START Record extracts

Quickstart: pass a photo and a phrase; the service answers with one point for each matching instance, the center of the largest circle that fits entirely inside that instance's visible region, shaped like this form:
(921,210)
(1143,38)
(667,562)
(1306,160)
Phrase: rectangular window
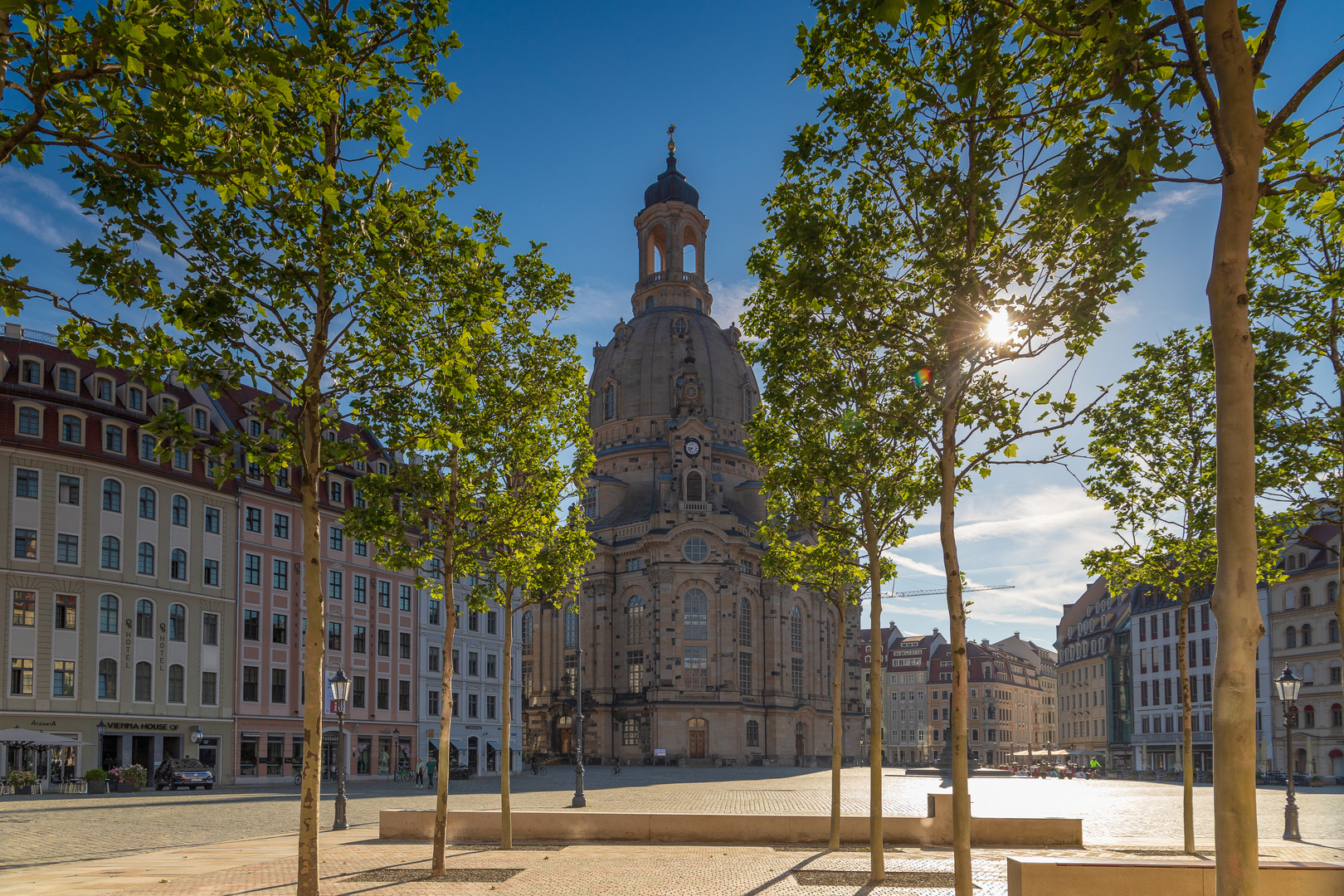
(635,670)
(26,544)
(21,677)
(67,489)
(26,484)
(62,679)
(24,607)
(66,614)
(67,548)
(251,568)
(695,668)
(208,688)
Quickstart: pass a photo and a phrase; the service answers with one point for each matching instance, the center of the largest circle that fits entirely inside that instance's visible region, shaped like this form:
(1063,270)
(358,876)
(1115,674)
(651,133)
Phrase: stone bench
(1175,878)
(674,828)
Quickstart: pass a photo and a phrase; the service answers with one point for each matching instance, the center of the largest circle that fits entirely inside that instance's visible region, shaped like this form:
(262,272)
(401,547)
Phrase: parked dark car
(183,772)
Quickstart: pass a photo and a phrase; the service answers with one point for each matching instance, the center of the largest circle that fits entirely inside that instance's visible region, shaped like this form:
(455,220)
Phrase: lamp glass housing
(1288,685)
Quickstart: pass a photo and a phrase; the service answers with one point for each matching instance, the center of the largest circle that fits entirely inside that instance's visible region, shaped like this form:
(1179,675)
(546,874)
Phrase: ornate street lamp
(340,692)
(1288,687)
(580,801)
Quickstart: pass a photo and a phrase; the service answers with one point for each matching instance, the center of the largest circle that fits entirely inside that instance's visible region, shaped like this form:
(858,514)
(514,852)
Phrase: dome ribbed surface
(671,184)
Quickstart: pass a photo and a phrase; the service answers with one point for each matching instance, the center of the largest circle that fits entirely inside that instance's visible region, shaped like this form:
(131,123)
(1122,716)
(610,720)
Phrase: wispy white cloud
(1170,201)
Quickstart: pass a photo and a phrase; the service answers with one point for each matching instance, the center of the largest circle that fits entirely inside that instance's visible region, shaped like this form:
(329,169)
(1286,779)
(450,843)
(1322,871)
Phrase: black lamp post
(340,691)
(578,802)
(1288,687)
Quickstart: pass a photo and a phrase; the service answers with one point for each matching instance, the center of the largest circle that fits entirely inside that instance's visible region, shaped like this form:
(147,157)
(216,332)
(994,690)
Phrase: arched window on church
(572,626)
(635,621)
(694,486)
(695,614)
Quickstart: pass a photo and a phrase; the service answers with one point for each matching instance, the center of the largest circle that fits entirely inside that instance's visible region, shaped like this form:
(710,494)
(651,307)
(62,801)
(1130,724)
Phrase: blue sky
(567,106)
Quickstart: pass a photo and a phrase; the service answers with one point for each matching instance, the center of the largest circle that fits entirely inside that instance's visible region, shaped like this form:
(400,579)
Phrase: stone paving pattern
(56,828)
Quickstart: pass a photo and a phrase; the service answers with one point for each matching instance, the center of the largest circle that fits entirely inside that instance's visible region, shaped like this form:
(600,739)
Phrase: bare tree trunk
(836,731)
(957,650)
(1187,737)
(507,724)
(314,653)
(449,633)
(1235,602)
(877,852)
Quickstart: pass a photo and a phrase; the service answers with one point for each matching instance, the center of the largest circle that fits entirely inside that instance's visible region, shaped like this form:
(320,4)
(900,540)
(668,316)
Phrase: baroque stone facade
(684,652)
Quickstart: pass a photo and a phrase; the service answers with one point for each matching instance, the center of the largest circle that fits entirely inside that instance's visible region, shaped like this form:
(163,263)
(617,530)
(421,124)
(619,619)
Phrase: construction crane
(979,587)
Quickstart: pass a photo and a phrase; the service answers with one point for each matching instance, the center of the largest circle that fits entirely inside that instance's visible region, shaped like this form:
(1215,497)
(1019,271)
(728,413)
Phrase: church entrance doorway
(695,728)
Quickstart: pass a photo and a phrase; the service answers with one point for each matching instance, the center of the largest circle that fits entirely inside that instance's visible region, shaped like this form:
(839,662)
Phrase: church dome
(672,360)
(671,184)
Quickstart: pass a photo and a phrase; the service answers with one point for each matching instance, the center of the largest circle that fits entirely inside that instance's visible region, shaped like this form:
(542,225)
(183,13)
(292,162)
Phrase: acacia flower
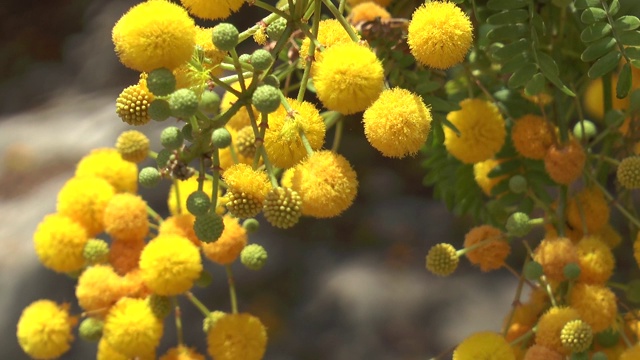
(440,34)
(397,123)
(154,34)
(482,131)
(44,329)
(348,78)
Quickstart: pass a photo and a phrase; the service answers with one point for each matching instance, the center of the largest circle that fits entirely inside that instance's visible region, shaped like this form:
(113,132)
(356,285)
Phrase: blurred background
(348,288)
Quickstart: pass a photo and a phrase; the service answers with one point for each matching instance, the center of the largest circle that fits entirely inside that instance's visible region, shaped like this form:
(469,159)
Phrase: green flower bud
(159,110)
(161,82)
(253,256)
(208,227)
(225,36)
(221,138)
(171,138)
(209,102)
(261,59)
(90,329)
(183,103)
(266,98)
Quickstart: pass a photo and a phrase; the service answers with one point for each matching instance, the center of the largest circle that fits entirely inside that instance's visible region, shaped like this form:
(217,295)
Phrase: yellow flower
(131,328)
(126,216)
(348,78)
(108,164)
(237,336)
(212,9)
(326,183)
(482,131)
(282,138)
(154,34)
(397,123)
(44,329)
(439,34)
(227,248)
(84,200)
(170,264)
(59,243)
(484,345)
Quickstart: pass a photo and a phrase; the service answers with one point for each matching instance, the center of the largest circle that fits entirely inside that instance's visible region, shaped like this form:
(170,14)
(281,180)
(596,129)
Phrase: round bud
(96,251)
(209,102)
(571,271)
(198,203)
(276,28)
(225,36)
(221,138)
(161,82)
(149,177)
(159,110)
(266,98)
(261,59)
(518,224)
(251,225)
(171,138)
(518,184)
(208,227)
(183,103)
(90,329)
(253,256)
(533,270)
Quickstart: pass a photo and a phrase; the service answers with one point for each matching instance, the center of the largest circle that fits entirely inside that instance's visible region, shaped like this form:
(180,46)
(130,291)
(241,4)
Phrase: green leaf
(598,49)
(535,85)
(595,31)
(605,64)
(630,38)
(521,76)
(626,23)
(506,4)
(624,81)
(592,15)
(508,17)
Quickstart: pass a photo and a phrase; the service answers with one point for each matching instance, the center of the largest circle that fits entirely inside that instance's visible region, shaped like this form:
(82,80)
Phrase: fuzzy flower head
(282,139)
(326,183)
(484,345)
(59,243)
(482,131)
(348,78)
(170,264)
(44,329)
(237,336)
(154,34)
(397,123)
(440,34)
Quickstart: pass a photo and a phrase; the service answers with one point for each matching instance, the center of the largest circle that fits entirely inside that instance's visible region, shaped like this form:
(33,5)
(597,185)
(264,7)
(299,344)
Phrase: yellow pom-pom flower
(84,200)
(170,264)
(532,135)
(212,9)
(154,34)
(237,336)
(282,139)
(348,78)
(397,123)
(326,183)
(227,248)
(44,329)
(126,217)
(485,345)
(440,34)
(131,328)
(482,131)
(59,243)
(108,164)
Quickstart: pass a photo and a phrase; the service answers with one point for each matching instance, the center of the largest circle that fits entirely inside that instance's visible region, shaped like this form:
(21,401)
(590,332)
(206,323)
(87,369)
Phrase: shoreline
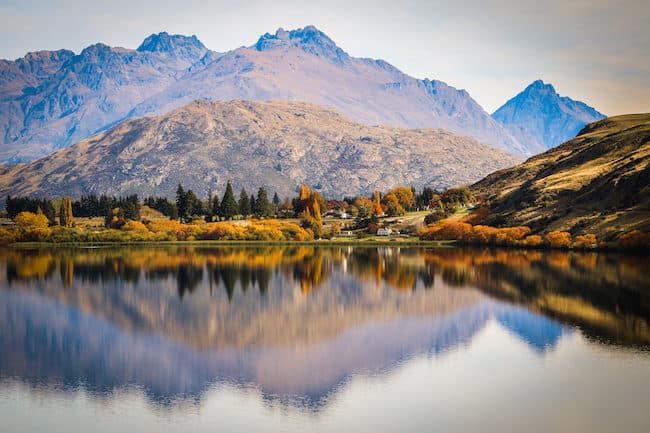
(389,242)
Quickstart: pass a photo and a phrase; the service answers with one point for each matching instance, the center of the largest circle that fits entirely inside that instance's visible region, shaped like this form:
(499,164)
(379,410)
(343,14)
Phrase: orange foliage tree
(558,239)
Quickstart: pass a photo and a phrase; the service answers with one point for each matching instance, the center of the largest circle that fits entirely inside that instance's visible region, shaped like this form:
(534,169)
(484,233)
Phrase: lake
(301,338)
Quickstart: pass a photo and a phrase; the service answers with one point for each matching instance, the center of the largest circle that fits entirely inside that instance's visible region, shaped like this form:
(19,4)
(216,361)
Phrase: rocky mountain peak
(541,119)
(163,42)
(309,39)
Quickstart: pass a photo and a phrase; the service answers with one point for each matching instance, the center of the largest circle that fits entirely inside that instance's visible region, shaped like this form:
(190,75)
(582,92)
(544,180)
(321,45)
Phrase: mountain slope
(599,182)
(50,100)
(279,144)
(540,119)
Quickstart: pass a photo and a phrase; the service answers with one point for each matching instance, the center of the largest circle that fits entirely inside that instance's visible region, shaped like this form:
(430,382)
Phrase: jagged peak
(539,86)
(308,38)
(163,42)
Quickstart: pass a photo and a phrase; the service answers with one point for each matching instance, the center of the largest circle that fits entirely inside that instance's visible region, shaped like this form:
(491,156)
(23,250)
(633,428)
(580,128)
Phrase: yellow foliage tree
(376,204)
(30,220)
(558,239)
(393,206)
(404,196)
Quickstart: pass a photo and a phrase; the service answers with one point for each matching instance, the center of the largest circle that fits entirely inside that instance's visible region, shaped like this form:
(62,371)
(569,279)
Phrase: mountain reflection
(296,322)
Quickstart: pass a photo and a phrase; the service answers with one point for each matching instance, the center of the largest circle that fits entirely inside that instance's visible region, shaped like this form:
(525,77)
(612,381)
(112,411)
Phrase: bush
(29,220)
(558,239)
(533,241)
(634,240)
(446,230)
(587,241)
(134,226)
(7,236)
(434,217)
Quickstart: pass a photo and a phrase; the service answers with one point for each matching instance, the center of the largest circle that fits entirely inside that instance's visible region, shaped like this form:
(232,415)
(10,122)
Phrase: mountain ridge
(77,95)
(539,118)
(278,144)
(598,182)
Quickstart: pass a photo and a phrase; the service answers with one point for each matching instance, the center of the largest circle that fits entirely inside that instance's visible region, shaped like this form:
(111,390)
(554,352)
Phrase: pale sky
(597,51)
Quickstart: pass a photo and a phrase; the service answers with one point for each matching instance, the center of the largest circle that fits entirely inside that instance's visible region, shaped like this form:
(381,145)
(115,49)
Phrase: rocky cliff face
(50,100)
(278,144)
(540,119)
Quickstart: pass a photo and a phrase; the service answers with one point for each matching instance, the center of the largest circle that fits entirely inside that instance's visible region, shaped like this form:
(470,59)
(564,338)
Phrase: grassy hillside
(599,183)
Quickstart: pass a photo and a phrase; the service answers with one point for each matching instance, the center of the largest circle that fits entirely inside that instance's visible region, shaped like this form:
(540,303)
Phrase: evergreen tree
(253,203)
(229,206)
(262,203)
(63,214)
(276,203)
(216,211)
(244,203)
(181,203)
(208,206)
(66,218)
(194,205)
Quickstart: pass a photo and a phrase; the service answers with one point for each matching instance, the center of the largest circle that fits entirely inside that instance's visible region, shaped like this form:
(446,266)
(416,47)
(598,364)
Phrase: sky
(596,51)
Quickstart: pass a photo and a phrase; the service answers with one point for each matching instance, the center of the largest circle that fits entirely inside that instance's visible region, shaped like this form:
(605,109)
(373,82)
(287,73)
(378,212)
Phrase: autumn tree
(405,196)
(66,218)
(393,206)
(215,207)
(558,239)
(311,211)
(376,204)
(29,220)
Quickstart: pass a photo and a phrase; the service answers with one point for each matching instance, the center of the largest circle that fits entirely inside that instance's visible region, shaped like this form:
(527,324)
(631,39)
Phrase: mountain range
(540,119)
(52,99)
(278,144)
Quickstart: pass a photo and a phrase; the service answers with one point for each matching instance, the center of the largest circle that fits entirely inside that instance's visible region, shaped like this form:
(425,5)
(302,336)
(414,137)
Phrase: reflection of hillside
(296,322)
(45,342)
(147,290)
(608,296)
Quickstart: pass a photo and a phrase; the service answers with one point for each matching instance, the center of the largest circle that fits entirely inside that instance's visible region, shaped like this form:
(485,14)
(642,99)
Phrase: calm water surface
(323,339)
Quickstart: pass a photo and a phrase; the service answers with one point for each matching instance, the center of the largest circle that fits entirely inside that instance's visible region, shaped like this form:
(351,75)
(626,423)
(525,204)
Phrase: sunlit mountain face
(299,324)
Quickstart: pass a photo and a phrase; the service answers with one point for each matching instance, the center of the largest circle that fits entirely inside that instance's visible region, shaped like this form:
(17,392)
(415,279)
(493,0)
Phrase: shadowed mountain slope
(599,182)
(50,100)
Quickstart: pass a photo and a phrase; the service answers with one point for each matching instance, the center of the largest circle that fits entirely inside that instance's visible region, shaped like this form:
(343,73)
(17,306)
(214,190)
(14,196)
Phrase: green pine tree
(244,203)
(276,203)
(229,206)
(262,204)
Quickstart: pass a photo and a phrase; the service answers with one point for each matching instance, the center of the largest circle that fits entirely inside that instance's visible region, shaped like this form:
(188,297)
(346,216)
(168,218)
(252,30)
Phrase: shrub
(634,240)
(558,239)
(447,230)
(134,226)
(533,241)
(435,217)
(7,236)
(29,220)
(586,241)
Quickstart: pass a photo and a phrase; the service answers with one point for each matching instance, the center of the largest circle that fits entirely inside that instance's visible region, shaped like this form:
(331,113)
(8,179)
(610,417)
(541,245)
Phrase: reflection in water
(296,323)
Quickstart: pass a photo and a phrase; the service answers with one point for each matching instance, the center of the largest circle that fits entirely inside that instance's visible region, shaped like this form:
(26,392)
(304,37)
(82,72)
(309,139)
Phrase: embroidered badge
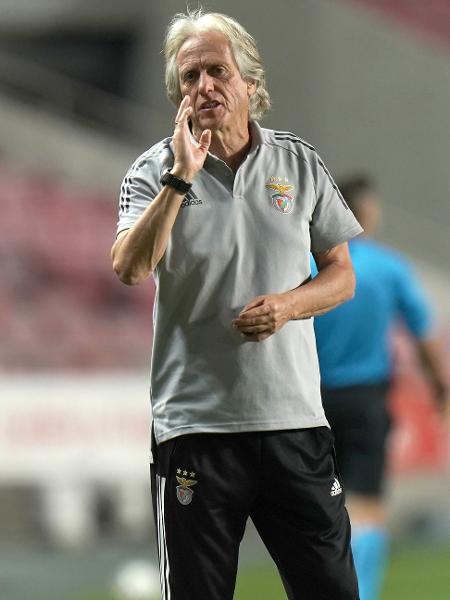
(281,200)
(184,492)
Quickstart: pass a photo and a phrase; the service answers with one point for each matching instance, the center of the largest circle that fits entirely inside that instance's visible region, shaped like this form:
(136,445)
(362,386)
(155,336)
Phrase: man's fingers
(256,302)
(205,140)
(254,329)
(246,321)
(183,118)
(252,312)
(183,104)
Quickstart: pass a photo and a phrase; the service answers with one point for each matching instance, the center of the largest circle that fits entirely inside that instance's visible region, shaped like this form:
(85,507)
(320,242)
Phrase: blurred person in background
(356,365)
(224,213)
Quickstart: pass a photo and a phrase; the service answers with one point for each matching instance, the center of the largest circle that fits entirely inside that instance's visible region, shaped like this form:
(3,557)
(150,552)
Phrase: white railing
(40,85)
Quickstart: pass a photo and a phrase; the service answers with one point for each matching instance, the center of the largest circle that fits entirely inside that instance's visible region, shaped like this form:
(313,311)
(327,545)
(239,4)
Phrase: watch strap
(176,182)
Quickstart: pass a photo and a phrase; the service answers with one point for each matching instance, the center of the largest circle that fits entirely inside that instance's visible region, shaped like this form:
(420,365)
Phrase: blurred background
(81,96)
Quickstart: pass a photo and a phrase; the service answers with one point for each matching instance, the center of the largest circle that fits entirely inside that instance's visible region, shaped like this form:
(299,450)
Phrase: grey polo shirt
(237,236)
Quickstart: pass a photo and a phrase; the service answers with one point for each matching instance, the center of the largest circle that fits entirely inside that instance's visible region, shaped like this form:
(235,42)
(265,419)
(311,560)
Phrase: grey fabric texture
(237,236)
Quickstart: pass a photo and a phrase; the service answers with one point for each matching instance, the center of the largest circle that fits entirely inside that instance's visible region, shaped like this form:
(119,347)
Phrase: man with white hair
(224,214)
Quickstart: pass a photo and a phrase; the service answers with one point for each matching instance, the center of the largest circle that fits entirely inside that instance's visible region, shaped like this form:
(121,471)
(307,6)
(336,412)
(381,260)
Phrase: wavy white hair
(243,46)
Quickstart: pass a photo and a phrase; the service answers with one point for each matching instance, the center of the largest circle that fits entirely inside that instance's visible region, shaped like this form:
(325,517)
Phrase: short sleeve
(141,185)
(332,221)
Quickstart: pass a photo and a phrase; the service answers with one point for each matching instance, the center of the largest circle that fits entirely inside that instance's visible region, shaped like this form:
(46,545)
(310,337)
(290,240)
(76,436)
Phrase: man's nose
(206,83)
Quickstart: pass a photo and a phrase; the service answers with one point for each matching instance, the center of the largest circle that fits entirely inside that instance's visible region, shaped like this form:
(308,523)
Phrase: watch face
(175,182)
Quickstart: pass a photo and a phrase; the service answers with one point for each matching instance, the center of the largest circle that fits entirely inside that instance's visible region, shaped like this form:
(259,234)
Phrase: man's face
(210,76)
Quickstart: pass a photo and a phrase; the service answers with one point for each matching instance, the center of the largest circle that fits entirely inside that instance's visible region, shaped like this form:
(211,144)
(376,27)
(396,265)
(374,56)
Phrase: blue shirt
(353,340)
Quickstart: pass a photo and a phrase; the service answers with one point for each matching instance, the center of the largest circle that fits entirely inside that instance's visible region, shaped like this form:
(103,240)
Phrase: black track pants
(204,488)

END Record extracts

Task prompt. What is needed is an exact copy of the lines from the one containing "Phrase: short sleeve" to the end of the data; please add nothing else.

Exercise solution.
Phrase: short sleeve
(141,185)
(332,221)
Quickstart: pass a photo and a phrase; the service answers with one point for each matching instance, the center of the largest circle that fits entirely inside that instance's visible region, shaped like this form:
(46,545)
(310,337)
(290,240)
(76,436)
Phrase: man's nose
(206,83)
Quickstart: pass a photo and a phrase; the service answers with one point for each matching instance, the center of the largest circle that fits entirely inside that instance's visible region, shaped like this form:
(308,523)
Phrase: watch face
(175,182)
Quickstart: pass a photo and a phrase; the service answers with one point for each matching instance, the center of the largest circle that fits entirely inside that instance's visible region, shaped like this form:
(259,234)
Phrase: man's face
(210,76)
Quickstart: pass a photo and a phrase; the service answers with one point for each matching instance, the center of the largest circle that fits entirely inside that instance's visible region, shaped like this form:
(211,144)
(376,27)
(396,265)
(374,56)
Phrase: blue shirt
(353,340)
Quickstart: pass a photo and a phrase; the service answers with one point for each matching instance, the center of the largest circle that fits entirely inside that instance's visible region, shaped like this form:
(103,240)
Phrase: black track pants
(204,488)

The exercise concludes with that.